**Aim of the task**:
Copy out every line of the records from the line with "Go ahead, prove it: find the chin" up to and including the line with "[[146, 247, 196, 264]]", but increase each box coordinate in the answers by 150 and leave all other numbers alone. Leave the picture out.

**Data for processing**:

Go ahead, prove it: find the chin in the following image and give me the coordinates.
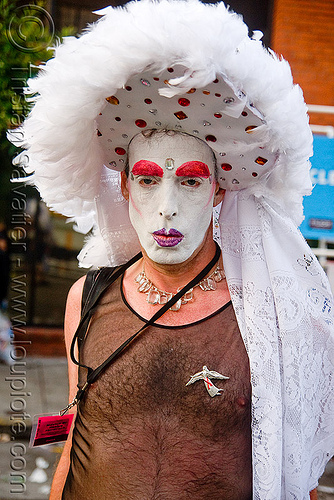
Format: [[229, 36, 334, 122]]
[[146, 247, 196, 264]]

* * *

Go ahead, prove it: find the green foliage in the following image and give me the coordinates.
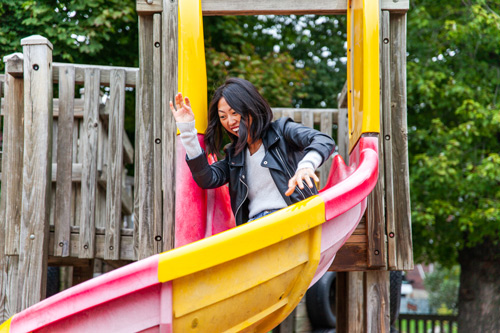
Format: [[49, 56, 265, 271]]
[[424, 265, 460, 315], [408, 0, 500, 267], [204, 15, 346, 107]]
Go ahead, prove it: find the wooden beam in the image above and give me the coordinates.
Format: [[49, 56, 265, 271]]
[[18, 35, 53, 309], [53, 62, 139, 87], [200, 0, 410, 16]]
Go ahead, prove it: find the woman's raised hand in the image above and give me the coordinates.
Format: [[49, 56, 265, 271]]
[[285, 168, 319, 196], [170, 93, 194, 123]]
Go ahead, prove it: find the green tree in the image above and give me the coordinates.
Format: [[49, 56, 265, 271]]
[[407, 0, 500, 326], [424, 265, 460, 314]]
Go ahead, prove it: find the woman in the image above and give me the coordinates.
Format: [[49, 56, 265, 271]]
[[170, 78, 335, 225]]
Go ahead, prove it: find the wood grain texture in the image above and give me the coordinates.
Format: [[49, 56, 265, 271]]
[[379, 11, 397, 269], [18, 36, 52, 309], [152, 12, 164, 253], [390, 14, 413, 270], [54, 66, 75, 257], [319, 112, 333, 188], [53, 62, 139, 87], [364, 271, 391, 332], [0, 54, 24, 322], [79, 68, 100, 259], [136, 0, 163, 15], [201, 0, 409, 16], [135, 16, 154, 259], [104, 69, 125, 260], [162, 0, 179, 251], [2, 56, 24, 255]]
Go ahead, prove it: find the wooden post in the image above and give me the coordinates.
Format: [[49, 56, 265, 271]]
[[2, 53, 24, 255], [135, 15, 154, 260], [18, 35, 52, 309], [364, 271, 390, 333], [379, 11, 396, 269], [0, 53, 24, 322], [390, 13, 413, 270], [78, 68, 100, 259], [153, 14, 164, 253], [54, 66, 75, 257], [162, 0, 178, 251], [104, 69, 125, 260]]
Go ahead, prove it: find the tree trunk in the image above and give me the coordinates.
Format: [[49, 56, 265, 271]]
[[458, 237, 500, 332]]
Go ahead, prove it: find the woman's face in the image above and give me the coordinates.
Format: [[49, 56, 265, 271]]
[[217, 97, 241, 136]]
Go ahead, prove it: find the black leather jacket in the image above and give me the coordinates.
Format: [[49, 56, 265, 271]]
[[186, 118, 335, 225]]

**Solution for this problem**:
Go ahead, prove it: find the chin in the following image and give me the coordinates.
Format: [[229, 36, 334, 122]]
[[296, 397, 346, 414]]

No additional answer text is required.